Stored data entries
_ _ _

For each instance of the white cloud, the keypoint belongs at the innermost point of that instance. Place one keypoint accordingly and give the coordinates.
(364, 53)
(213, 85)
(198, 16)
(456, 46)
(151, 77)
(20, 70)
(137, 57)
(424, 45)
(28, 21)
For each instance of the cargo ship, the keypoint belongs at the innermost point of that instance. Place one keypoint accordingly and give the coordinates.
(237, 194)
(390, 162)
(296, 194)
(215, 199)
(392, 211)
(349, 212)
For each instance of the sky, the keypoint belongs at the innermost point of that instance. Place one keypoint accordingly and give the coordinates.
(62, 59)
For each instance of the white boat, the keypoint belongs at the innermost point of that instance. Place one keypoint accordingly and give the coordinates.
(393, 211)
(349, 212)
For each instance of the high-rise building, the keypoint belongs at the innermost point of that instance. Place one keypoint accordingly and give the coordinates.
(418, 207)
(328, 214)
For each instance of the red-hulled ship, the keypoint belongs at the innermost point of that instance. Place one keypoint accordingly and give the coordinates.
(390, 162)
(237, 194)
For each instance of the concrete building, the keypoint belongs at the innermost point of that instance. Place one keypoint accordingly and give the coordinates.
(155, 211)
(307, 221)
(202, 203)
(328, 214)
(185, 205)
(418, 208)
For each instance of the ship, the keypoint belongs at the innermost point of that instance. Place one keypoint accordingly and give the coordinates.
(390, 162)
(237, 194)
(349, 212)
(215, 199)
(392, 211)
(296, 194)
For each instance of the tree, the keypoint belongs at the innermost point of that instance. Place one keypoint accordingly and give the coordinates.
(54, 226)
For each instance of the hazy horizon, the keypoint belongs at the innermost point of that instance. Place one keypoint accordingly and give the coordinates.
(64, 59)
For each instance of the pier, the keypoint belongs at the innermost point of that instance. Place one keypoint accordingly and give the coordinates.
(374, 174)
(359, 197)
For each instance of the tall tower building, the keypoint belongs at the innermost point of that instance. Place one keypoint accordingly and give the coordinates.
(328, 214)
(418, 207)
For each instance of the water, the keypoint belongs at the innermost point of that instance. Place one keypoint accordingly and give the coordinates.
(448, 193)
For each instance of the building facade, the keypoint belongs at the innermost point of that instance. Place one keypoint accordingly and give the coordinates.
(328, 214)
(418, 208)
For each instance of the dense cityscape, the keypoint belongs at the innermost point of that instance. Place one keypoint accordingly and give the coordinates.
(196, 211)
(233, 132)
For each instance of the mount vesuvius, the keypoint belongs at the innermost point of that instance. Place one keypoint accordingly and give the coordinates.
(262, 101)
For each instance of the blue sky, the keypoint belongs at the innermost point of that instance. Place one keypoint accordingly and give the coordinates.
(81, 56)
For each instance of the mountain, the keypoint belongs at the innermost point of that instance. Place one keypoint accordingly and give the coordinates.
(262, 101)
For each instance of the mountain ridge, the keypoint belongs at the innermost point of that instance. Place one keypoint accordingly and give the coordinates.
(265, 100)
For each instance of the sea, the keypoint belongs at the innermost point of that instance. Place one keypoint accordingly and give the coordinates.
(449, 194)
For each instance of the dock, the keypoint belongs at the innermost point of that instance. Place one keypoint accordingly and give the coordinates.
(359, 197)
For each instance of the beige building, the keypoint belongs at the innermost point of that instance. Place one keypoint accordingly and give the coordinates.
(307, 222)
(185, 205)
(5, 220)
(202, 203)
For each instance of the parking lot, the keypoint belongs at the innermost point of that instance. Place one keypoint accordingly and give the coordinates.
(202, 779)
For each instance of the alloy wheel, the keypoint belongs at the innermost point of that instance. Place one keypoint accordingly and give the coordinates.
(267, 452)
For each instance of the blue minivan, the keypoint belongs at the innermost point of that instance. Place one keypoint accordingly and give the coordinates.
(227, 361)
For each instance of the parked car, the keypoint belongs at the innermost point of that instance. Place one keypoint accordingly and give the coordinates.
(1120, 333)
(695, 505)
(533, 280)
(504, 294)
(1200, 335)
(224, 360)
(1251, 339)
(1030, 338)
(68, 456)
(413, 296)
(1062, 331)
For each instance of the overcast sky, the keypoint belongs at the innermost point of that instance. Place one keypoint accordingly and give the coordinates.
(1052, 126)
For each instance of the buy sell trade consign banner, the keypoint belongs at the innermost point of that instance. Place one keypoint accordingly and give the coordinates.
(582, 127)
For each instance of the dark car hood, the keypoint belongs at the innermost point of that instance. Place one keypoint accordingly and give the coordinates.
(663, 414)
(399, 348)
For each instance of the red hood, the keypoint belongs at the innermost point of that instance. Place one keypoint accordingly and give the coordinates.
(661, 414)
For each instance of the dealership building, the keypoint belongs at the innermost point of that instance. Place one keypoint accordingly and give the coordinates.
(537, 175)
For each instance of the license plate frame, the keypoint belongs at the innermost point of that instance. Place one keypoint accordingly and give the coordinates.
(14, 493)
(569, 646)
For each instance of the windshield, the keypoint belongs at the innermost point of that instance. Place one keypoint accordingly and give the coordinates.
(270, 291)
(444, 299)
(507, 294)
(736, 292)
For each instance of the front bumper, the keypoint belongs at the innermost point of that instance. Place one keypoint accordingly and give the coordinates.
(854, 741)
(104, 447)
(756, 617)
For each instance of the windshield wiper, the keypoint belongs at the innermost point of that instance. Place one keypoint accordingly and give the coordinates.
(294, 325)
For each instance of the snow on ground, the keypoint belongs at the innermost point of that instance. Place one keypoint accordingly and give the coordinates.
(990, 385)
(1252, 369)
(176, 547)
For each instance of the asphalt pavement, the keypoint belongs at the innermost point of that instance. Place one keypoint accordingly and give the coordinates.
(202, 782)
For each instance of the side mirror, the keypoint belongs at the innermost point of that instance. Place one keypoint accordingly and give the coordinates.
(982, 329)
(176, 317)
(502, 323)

_ _ _

:: How to complete this task ::
The full data, transcribed without change, is the expected answer.

:: Answer to this task ::
For each instance of the white cloud, the keypoint belongs at the innermost point of that instance. Place one keypoint accordingly and give the coordinates.
(364, 53)
(213, 85)
(198, 16)
(456, 46)
(151, 77)
(20, 70)
(137, 57)
(424, 45)
(28, 21)
For each instance of the cargo ship, the keypoint belongs at the innermost point of that instance. Place one keypoint accordingly and give the coordinates.
(237, 194)
(390, 162)
(296, 194)
(215, 199)
(392, 211)
(349, 212)
For each instance of the sky, the keypoint belongs at the innermost point of that instance. Place one keypoint accordingly and give the coordinates.
(62, 59)
For each instance of the white boat, the keypoint belongs at the innermost point of that instance. Place one keypoint accordingly and give the coordinates.
(393, 211)
(349, 212)
For each instance of the high-rise building, the keypoint belongs at the innermost point of that instance. Place one keypoint accordingly and give the coordinates.
(418, 207)
(328, 214)
For each instance of the red-hulled ship, the keypoint belongs at the innermost point of that instance. Place one keypoint accordingly and give the coordinates.
(390, 162)
(237, 194)
For each instance of the concrete building, the keypoint belongs at the innermost point of that instance. Place one keypoint accordingly and give the coordinates.
(155, 211)
(307, 221)
(202, 203)
(328, 214)
(185, 205)
(418, 208)
For each instance of the ship, the keypoint belongs at the innermost point of that instance. Place one keypoint accordingly and give the coordinates.
(390, 162)
(237, 194)
(349, 212)
(215, 199)
(392, 211)
(296, 194)
For each instance of the tree, the keypoint belongs at the innermost point of that instance. Place one keypoint accordingly and give the coordinates.
(54, 226)
For each instance of the hazy horizon, the keypoint belongs at the innermost point of that instance. Place one keypoint accordingly and give the coordinates.
(64, 59)
For each instance of the pier, the keypoint belongs at the innermost point of that instance. Place one keypoint accordingly and give the coordinates.
(374, 174)
(359, 197)
For each instance of the tall tower building, the keypoint belongs at the innermost point of that instance. Place one keypoint accordingly and give the coordinates.
(328, 214)
(418, 207)
For each instance of the water, the keypoint belongs at the innermost point of that instance. Place one keypoint accordingly and give the coordinates.
(448, 193)
For each instance of the building facade, the keypoint belongs at the innermost point of that instance. Place one keypoint accordingly and give the coordinates.
(328, 214)
(418, 208)
For each instance of the dense cityscape, the keypoint belongs at the innermost point of that instance. Place one keypoint accordingly and give the coordinates.
(196, 211)
(233, 132)
For each instance of the mount vesuvius, the keypoint belongs at the innermost point of that instance. Place one keypoint accordingly and give the coordinates.
(262, 101)
For each instance of the blue sky, the keypoint belongs at the innermost point of that instance. Place one keypoint accordingly and give the coordinates.
(81, 56)
For each instance of the mountain, the keypoint belongs at the innermost point of that instance. Place one keypoint accordingly and give the coordinates.
(262, 101)
For each instance of the mountain ridge, the keypoint belongs at the innermost point of that instance. Place one keypoint accordingly and give the coordinates.
(265, 100)
For each instance of the sea, the keypoint belongs at the innermost point of that instance. Place one keypoint accordingly and give the coordinates.
(449, 194)
For each instance of the dock, the keypoint belongs at the innermost point of that instance. Place one keypoint accordingly and give the coordinates.
(359, 197)
For each instance of the beige building, the keypoint belongs at the innermost point of that instance. Place one keypoint accordingly and give the coordinates.
(307, 222)
(185, 205)
(5, 220)
(202, 203)
For each instance of the parking lot, the keypoint belongs at the innermost point of that instance. Place one keypoint accordingly and give the coordinates.
(202, 779)
For each instance of the alloy wheel, the keypoint belongs at the innermost point of that instance. Place one keypoint accordingly and give the coordinates.
(267, 452)
For each instance of the blue minivan, the keypoint belongs at the innermost point of that instance. Place one keypoint accordingly and give the coordinates.
(227, 361)
For each instance of the parked car, the keypoint belongs at the innermost point of that instance. Place one keypoint accordingly and give the coordinates.
(1120, 333)
(695, 505)
(533, 280)
(504, 294)
(1200, 335)
(224, 360)
(1251, 339)
(1030, 338)
(68, 456)
(413, 296)
(1062, 331)
For each instance of the overcast sky, the keypoint belongs at the innermost point of that instance. Place one keypoint accordingly and give the coordinates.
(1052, 126)
For each instance of the buy sell trade consign banner, the keypoint belongs at the innermost point of that instance. Place one keypoint accordingly and give the coordinates.
(582, 127)
For each instance of the dark car hood, the keypoint belongs at the innermost point of that instance. Place one keypoint accordingly and give the coordinates.
(663, 414)
(399, 348)
For each instance of the red hood, the keypoint belongs at the innermost point of that instance. Place one keypoint accordingly and give the coordinates.
(661, 414)
For each instance of the dealership building, the keypoint belongs at the innermost point of that instance. Place one keypoint accordingly and give the coordinates.
(537, 175)
For each instance of the license plate frame, the keypoint belongs at the innermost point of that instance. Place one keypoint accordingly and give the coordinates.
(14, 493)
(569, 646)
For each instance of the windshield, the keypoint belongs at the innermost point of that instance. Place one keypoint accordingly and give the coordinates.
(270, 291)
(444, 299)
(507, 294)
(736, 292)
For each instance of the front bumper, the keypoint belongs at the innermost point of that instance. Place one keypoint accordingly and give the coordinates.
(854, 741)
(104, 447)
(756, 617)
For each instance of the windshield wiper, the keypoint belongs at the innermost point of that instance. Place one keypoint accordingly and give the coordinates.
(294, 325)
For each instance of the snow on ground, the keypoint belongs at the innermost point of that instance. Place one keypoint accordingly and give the coordinates.
(990, 385)
(1252, 369)
(176, 547)
For each instance of the asphalt pavement, the keypoint belongs at the innermost point of that instance. Place one keypoint accordingly and give the coordinates.
(202, 782)
For each instance of the side mirror, the keypoint belongs at the innermost point of that instance. Place one keypoint accordingly and give the coordinates.
(982, 329)
(176, 317)
(502, 323)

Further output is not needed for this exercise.